INSTRUCTIONS TO FOLLOW:
Resume the advice on shooting sports photos in AV mode, picking up after its final sentence.

EXCERPT TO READ section start

Maybe your biggest issue to deal with is a simple fix. Shooting in TV is not what most people do. AV works much better for sports. In TV, your camera decides your aperture. For sports, a larger aperture (smaller number) is best. On your 70-200L, you can set your aperture to 2.8, or 4.0, depending on the model of the lens. The smaller number will help to blur out your backgrounds. Using AV will demand your XTI to shoot in 2.8 (or 4.0)
Look at your first picture posted here... the house in the background is almost as clear as the players. If you were zoomed in all the way to 200mm, at a large aperture, you'd get the players in focus and the house blurred. In my photo I was around 300mm, f5.6. You can see my background was much closer, but much more blurred.
In AV, you control the aperture, and the exposure of the shot by adjusting your ISO. Your camera will set the shutter speed. If the SS gets too slow, raise your ISO. So try again in AV. Set your aperture to the largest for your lens, and adjust your ISO so the picture looks good. You can also do this in manual, but it's easier to start with AV.
Also, wait for the action to come to you, so that the players fill your viewfinder at 200mm. If they get too close, then zoom out. Taking shots that must be heavily cropped is difficult to keep the players separate from the background.

EXCERPT TO READ section end
DATA UNDER STUDY section start

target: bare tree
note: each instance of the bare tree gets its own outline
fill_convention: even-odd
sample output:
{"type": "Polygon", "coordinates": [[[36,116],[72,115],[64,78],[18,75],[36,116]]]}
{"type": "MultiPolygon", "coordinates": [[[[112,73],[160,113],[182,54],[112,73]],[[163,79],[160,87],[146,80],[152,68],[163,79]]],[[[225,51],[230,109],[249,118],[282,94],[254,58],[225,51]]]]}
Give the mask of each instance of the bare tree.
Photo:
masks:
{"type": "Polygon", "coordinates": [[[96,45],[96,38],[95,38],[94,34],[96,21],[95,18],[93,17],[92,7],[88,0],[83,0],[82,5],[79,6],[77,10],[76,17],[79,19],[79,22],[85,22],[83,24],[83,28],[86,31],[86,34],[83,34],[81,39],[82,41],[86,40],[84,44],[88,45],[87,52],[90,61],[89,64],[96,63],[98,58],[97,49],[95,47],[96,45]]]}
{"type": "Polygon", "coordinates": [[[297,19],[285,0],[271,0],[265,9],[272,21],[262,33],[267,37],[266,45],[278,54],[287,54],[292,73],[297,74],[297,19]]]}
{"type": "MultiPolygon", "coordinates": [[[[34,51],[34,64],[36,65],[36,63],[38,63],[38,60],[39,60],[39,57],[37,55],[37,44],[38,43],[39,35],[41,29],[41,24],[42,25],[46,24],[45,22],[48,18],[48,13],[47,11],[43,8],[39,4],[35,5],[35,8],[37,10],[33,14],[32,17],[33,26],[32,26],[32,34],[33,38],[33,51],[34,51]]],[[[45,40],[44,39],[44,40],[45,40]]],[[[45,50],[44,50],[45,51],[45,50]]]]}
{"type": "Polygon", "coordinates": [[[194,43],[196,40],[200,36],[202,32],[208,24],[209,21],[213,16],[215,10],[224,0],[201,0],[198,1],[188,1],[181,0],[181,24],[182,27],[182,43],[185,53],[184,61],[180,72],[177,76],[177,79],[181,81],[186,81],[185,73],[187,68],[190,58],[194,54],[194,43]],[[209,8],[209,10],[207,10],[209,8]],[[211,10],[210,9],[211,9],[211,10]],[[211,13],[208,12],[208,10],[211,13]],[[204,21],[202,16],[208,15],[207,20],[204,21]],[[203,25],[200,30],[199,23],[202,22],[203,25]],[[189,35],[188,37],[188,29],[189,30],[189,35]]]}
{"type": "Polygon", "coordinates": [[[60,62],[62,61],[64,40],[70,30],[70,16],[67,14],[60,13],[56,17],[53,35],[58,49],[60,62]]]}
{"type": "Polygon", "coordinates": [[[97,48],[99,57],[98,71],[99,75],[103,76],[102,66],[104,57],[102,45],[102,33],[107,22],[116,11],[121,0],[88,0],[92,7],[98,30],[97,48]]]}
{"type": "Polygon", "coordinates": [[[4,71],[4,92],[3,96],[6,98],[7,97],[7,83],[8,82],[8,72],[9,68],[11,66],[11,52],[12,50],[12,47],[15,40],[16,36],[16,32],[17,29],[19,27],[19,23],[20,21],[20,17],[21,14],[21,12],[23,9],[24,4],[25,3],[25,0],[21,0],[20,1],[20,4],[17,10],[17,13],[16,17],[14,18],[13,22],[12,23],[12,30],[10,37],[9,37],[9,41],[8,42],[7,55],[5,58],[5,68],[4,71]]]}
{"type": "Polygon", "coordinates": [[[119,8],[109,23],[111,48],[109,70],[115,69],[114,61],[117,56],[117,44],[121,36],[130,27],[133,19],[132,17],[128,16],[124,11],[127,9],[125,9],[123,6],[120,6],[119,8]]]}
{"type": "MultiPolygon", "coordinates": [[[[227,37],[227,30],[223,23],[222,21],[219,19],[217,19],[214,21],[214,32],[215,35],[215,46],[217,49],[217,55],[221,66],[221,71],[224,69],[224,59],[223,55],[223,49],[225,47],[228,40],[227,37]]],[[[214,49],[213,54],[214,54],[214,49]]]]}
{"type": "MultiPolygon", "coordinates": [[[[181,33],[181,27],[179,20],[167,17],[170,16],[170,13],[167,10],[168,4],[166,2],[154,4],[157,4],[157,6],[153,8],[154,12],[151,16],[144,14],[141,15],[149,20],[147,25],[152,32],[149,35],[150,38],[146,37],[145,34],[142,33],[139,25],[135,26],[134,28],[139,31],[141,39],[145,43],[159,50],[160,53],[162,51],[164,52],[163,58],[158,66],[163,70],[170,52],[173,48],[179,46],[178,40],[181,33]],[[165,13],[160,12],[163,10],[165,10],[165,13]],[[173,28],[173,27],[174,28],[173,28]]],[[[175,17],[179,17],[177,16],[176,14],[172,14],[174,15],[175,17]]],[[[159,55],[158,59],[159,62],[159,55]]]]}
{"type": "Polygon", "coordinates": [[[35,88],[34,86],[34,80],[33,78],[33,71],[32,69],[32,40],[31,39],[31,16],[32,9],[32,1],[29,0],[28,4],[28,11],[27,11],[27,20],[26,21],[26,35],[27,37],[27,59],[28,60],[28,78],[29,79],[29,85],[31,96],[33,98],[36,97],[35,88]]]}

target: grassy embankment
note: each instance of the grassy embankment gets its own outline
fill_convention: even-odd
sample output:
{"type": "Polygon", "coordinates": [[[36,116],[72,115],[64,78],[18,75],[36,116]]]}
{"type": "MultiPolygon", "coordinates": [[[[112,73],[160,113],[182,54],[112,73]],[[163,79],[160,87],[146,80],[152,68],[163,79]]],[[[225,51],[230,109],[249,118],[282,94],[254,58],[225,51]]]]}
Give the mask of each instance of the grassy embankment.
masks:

DATA UNDER STUDY section end
DATA UNDER STUDY section start

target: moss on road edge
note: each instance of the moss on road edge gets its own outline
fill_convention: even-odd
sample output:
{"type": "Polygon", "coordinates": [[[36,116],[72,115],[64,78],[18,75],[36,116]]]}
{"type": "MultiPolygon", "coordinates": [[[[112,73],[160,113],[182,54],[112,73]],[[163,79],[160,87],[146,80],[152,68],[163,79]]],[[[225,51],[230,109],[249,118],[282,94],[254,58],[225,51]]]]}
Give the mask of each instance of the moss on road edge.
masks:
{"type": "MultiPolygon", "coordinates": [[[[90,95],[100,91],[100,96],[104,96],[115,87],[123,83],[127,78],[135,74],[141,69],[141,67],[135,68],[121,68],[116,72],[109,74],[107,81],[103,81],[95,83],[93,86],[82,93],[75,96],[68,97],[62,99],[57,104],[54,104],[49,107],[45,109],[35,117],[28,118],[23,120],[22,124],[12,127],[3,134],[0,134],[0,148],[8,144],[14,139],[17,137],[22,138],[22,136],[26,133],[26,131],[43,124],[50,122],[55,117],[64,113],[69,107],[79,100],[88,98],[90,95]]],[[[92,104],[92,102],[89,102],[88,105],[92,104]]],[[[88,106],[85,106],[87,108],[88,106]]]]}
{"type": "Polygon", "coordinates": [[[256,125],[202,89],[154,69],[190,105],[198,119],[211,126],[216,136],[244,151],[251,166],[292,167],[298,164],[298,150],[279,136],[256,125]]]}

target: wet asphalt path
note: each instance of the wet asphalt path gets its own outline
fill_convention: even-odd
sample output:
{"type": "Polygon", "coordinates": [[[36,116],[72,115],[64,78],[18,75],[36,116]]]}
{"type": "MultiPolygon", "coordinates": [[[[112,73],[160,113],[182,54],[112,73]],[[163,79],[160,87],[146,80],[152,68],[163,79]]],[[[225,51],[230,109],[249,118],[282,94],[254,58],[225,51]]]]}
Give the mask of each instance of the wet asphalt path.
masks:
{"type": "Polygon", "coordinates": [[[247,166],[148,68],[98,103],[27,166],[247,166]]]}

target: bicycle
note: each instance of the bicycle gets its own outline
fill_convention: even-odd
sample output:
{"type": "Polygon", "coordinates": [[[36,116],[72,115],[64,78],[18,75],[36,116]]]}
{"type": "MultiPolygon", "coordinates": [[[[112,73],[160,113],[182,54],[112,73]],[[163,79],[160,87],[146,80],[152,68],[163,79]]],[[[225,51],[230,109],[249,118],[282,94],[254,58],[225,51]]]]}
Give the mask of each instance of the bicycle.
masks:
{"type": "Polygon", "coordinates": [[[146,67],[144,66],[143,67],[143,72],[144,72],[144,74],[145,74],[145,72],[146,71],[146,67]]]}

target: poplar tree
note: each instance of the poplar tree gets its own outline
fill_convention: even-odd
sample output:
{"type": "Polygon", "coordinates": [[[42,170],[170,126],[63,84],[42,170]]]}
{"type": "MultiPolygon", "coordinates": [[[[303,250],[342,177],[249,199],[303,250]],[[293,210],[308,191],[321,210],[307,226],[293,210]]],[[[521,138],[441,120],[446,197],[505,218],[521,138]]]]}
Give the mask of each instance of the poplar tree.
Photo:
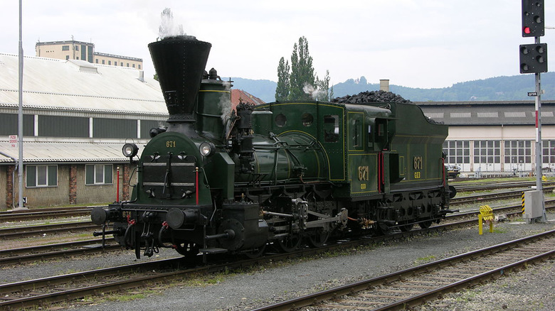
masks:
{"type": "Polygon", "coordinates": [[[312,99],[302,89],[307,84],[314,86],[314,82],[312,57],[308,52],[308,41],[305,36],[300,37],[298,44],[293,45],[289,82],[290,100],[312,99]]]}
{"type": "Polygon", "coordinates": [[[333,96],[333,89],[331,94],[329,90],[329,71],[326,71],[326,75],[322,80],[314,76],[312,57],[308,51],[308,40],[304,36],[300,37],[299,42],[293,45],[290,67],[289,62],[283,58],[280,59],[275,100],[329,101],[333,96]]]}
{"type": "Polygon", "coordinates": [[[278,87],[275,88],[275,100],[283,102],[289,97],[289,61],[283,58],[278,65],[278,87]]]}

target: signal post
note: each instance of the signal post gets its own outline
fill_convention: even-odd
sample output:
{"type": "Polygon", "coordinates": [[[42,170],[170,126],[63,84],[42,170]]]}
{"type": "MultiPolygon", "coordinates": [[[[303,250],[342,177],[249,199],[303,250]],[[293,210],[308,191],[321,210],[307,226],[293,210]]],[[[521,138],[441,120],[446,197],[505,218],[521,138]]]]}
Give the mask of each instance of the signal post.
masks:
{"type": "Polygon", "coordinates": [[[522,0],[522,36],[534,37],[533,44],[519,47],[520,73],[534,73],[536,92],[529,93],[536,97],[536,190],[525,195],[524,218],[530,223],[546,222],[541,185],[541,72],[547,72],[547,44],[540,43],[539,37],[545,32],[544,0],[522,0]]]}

DATA UNDER STUDY section end
DATA UNDER STUDY section start

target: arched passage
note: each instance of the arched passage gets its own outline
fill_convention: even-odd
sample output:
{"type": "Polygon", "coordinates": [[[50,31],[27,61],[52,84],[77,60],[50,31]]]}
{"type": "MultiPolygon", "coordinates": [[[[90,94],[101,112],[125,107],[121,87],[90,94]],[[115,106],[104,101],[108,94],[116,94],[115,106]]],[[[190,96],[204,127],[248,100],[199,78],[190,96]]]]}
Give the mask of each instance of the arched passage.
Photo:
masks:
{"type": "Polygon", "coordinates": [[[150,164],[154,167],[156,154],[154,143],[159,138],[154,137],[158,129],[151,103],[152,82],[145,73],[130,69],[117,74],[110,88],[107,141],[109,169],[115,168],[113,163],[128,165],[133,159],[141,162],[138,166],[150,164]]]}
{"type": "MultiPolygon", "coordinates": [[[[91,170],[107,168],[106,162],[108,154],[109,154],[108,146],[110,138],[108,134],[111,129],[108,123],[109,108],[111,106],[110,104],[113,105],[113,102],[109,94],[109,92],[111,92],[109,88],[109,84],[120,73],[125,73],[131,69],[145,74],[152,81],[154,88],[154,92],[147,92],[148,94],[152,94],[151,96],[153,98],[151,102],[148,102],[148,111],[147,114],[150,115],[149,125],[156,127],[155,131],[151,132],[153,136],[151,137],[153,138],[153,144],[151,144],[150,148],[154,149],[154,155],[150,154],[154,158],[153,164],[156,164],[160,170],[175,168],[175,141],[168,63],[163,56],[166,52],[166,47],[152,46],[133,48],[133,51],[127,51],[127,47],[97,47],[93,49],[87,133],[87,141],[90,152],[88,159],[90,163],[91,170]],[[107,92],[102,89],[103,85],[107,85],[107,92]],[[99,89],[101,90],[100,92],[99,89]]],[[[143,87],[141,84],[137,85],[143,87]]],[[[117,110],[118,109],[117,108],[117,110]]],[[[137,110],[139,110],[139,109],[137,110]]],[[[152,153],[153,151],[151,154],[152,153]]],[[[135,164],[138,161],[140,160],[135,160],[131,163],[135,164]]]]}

DATA UNDER STUDY section end

ANSWER TO THIS PROBLEM:
Keep it up, and keep posting! You'll learn a ton from the great people here who taught me.
24th of July 2008 (Thu), 01:54
If there is something I have learned in sports is shoot tight and crop tighter!
Only word of advice I can offer :)
24th of July 2008 (Thu), 05:15
AV works much better for sports. In TV, your camera decides your aperture.
Yes, I'd agree ....
You want to be in control of your depth-of-field, not allow the camera to decide that for you by adjusting the aperture anytime "it" decides to. While a high shutter speed is good, you can keep your shutter speeds high enough by adjusting your ISO setting. Which means that if you're shooting in AV at, say, f4.0 with an ISO of 100 and your shutter speed winds up to be 1/500 then you just adjust your ISO speed upwards (to about 400) to get your shutter speeds up to where you want them.
Your shots do appear a bit soft - and I'm not sure if that's because of the cropping; or if it's a lens issue; or even some camera shake on your part. Hard to tell .....
With a 200, you will have to have the action come to you more so that you fill more of the frame with your subjects. Shooting all the way across the field will require a pretty hefty crop to isolate the action that you're shooting.
A couple of examples below. I wish I could remember how I shot these, but my best guess is that I was in AV with an aperture of anywhere between 2.8 and 4.0. ISO probably between 200 and 400. Shutter speed in the 1/1500 to 1/2000 range .....
Hope that's some help .... don't hesitate to ask specific questions ....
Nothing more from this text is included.